## Instruction
Count the lines in the data below that contain the string "bbox". Give only the number.

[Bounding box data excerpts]
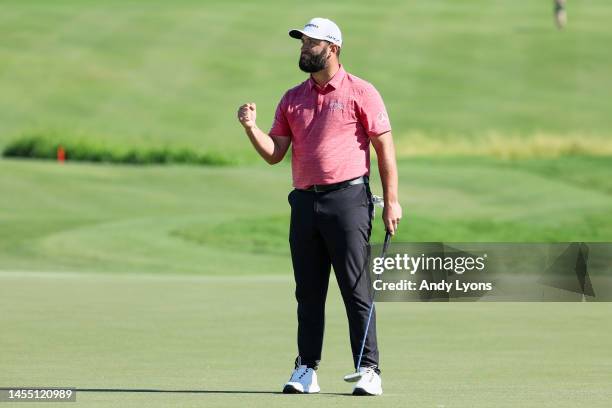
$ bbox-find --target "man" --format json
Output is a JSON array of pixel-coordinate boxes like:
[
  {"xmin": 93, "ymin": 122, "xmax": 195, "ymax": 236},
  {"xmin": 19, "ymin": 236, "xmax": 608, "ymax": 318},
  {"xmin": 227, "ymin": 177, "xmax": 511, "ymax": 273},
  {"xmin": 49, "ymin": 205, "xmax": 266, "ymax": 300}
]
[{"xmin": 238, "ymin": 18, "xmax": 402, "ymax": 395}]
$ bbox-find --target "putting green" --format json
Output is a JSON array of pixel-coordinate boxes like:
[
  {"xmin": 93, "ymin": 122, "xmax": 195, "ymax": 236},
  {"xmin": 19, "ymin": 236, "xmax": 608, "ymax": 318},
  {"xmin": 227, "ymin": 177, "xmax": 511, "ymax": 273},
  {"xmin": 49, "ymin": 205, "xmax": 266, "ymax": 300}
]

## Solution below
2